We can download the CWRU and MFPT datasets using `download_cwru` and `download_mfpt`, respectively. These functions automatically download each dataset from URLs and return pandas `DataFrame`. `split_dataframe` splits dataframe to train, validation, and test `Dataframe`. `build_from_dataframe` build `numpy.ndarray` dataset by overlapping. In this tutorial, we use the CWRU dataset for training, and the data is generated with the sample length 4,096 and shift size 2,048.

In [None]:
df = fdob.download_cwru("./data/cwru")

# We exclude label named 999 and 0 HP motor load condition.
df = df[(df["label"] != 999) & (df["load"] != 0)]

train_df, val_df, test_df = fdob.split_dataframe(df, 0.6, 0.2)

X_train, y_train = fdob.build_from_dataframe(train_df, 4096, 2048, False)
X_val, y_val = fdob.build_from_dataframe(val_df, 4096, 2048, False)
X_test, y_test = fdob.build_from_dataframe(test_df, 4096, 2048, False)

# Getting the model and preparing `DataLoader`

The models and the initial hyperparameter search spaces for each optimizer used in the paper are in the `info.py` file. `info.model` contains the model, input length of the model, and `transform` of data. `info.hparam` contains the information of the search space of four optimizers, sgd, momentum, RMSProp, and adam. Users can employ the models and hyperparameter search space in the `info.py` but also can use the custom models and search space.

To train the model using PyTorch Lightning, `DataLoader` should be prepared. We provide `DatasetHandler`, which is the collection of multi-domain datasets. `assign` method generates `DataLoader`, and users can access the `DataLoader` by key of `DataLoader`. This tutorial uses two `DataLoader`s. `DataLoader` with key `cwru` is the noise-free data from the CWRU dataset, and `DataLoader` with key `cwru0` is the noisy data generated by Gaussian noise SNR 0dB from the CWRU dataset.

In [4]:
model_name = "wdcnn"

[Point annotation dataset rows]
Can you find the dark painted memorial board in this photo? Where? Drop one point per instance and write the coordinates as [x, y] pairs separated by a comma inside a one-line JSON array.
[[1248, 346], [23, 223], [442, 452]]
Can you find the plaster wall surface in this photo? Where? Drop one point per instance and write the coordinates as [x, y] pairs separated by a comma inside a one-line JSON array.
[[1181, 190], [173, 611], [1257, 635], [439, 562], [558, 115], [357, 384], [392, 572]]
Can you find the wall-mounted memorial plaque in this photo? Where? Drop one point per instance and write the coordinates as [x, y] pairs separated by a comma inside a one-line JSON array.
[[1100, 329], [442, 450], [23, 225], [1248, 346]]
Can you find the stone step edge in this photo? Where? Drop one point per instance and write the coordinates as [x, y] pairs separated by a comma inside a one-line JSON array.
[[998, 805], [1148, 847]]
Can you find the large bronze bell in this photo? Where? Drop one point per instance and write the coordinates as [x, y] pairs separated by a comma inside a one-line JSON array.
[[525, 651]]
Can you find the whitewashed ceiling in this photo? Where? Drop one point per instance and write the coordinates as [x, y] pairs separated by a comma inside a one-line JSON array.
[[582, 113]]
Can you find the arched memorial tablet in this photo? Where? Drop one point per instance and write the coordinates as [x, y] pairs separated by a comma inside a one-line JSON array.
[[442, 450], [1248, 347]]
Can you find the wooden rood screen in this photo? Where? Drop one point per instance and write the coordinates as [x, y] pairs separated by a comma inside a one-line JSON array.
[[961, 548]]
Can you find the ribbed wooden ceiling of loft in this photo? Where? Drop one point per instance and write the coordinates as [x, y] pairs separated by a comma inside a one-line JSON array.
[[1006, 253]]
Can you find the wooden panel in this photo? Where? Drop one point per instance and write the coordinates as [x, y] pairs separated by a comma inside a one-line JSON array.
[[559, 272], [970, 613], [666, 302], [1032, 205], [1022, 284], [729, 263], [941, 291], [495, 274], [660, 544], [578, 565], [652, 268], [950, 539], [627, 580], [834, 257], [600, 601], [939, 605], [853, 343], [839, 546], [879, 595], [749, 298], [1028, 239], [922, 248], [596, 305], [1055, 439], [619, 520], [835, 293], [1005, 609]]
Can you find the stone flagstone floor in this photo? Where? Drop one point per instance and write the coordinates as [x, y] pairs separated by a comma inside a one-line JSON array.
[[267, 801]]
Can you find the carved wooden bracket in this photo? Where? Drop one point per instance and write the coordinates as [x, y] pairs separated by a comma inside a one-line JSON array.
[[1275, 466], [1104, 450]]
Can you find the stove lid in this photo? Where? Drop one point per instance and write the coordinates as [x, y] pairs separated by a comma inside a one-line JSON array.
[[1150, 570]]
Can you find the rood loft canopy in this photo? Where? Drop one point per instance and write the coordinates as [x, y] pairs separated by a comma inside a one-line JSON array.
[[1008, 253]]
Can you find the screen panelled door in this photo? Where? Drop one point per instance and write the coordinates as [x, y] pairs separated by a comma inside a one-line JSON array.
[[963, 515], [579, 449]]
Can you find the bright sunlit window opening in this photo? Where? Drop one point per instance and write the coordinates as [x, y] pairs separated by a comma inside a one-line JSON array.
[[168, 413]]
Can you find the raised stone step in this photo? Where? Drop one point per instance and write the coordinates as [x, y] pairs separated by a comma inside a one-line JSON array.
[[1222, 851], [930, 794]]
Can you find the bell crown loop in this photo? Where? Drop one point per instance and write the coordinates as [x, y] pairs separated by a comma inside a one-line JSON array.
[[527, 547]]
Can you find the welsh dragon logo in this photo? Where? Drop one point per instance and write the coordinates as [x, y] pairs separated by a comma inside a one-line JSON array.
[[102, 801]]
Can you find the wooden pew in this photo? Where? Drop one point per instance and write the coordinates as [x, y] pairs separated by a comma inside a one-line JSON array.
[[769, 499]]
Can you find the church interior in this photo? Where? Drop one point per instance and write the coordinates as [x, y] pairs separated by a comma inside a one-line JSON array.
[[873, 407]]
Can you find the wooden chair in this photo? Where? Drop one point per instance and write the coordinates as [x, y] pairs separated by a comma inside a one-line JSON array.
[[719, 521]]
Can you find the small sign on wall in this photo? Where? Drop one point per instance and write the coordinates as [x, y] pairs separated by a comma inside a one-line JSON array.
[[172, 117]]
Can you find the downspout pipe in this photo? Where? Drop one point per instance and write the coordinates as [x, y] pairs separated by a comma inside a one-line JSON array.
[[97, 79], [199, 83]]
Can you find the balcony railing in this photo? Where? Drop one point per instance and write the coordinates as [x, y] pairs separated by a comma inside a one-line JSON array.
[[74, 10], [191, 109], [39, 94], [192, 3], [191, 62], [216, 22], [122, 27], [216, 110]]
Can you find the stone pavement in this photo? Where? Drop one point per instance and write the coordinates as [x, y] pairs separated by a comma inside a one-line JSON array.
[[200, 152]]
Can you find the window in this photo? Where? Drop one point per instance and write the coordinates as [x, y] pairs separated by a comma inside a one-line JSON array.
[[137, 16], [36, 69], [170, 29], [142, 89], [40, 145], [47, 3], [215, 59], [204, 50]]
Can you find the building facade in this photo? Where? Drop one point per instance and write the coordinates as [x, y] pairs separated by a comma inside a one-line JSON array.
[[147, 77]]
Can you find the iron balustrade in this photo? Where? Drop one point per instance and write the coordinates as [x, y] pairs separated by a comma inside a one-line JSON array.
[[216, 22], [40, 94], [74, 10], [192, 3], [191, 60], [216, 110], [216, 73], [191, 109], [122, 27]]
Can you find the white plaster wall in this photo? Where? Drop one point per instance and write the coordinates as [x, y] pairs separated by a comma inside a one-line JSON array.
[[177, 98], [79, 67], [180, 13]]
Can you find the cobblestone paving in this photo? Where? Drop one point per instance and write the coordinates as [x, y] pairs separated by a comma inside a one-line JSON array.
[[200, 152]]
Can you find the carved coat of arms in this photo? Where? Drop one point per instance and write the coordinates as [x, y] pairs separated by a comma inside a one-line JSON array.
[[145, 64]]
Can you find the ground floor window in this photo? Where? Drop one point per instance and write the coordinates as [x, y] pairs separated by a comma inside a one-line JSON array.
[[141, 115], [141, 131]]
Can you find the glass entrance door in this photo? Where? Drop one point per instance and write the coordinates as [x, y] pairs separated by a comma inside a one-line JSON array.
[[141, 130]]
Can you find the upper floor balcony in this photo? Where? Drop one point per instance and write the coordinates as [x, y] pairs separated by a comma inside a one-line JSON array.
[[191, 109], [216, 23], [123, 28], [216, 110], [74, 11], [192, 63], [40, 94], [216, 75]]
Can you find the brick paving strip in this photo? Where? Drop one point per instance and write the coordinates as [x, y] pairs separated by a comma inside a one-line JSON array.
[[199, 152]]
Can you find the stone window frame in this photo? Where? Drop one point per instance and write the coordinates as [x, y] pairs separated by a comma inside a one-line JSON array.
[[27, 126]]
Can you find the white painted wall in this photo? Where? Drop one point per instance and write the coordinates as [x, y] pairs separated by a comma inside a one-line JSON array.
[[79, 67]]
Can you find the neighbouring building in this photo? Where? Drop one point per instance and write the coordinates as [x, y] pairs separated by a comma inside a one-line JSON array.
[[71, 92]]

...

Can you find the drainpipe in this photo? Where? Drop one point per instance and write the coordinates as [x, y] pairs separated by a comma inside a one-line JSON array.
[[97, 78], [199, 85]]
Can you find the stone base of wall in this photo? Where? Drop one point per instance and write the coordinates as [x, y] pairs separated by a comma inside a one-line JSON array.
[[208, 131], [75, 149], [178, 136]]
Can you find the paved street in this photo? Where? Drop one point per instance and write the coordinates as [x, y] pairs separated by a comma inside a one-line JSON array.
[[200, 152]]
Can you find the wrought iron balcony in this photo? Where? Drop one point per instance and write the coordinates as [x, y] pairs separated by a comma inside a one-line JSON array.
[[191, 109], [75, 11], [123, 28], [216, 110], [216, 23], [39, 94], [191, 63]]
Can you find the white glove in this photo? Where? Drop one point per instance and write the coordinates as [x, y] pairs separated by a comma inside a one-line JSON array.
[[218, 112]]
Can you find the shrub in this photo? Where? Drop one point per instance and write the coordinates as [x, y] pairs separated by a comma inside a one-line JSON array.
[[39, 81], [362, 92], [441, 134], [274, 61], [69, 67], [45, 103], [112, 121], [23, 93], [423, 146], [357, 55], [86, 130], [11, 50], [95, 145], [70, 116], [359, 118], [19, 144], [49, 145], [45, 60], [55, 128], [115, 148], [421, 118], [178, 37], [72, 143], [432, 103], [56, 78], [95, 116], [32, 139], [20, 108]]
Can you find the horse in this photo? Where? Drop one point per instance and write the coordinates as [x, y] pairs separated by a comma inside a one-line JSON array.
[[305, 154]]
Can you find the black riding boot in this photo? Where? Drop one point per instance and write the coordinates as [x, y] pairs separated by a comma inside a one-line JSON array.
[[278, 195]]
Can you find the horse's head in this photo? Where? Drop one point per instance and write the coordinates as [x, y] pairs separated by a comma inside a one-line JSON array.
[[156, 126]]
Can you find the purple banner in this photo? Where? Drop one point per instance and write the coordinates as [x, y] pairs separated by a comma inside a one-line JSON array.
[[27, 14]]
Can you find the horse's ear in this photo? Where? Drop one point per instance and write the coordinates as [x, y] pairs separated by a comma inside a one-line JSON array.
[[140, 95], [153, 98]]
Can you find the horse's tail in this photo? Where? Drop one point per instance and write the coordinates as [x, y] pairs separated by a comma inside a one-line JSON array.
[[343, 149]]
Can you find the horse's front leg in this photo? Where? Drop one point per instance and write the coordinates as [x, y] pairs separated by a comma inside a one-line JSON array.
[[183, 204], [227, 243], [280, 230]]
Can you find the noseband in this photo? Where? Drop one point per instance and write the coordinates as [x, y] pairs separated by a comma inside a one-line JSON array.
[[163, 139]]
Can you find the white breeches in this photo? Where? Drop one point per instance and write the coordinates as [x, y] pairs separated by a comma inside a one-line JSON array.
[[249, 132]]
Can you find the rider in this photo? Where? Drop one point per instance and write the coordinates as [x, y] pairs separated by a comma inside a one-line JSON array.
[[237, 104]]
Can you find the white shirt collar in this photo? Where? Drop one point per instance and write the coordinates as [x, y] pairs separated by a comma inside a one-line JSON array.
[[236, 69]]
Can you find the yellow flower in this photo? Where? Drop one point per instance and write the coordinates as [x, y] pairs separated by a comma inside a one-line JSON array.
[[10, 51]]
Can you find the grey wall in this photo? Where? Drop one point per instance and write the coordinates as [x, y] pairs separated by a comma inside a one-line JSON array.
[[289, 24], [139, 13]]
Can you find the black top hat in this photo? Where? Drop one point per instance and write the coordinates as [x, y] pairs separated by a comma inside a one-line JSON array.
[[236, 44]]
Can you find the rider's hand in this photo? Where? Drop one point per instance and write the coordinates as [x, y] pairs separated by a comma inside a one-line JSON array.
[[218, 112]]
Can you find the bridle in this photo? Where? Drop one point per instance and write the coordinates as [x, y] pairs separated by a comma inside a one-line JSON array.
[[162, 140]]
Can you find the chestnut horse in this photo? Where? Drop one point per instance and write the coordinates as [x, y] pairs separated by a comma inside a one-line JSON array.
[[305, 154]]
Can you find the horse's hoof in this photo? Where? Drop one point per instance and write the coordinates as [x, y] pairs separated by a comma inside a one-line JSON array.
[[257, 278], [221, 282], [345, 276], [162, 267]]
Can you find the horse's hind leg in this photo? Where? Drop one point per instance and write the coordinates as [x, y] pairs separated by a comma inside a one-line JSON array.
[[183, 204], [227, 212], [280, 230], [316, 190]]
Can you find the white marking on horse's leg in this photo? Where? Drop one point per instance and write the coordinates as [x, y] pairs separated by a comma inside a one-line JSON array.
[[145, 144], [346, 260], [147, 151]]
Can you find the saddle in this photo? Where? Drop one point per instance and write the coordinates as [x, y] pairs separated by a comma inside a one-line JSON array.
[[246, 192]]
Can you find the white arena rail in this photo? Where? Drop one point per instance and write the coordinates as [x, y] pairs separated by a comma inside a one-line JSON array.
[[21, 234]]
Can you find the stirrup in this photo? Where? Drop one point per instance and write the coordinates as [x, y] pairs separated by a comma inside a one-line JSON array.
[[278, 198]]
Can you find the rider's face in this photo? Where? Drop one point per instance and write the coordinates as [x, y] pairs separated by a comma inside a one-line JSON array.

**SET PROBLEM**
Reproduce the tutorial starting with "# We exclude" and going on through "fdob.build_from_dataframe(val_df, 4096, 2048, False)", swapping every "train_df" for "training_df". Rely only on the tutorial when working through what comes next.

**OUTPUT**
# We exclude label named 999 and 0 HP motor load condition.
df = df[(df["label"] != 999) & (df["load"] != 0)]

training_df, val_df, test_df = fdob.split_dataframe(df, 0.6, 0.2)

X_train, y_train = fdob.build_from_dataframe(training_df, 4096, 2048, False)
X_val, y_val = fdob.build_from_dataframe(val_df, 4096, 2048, False)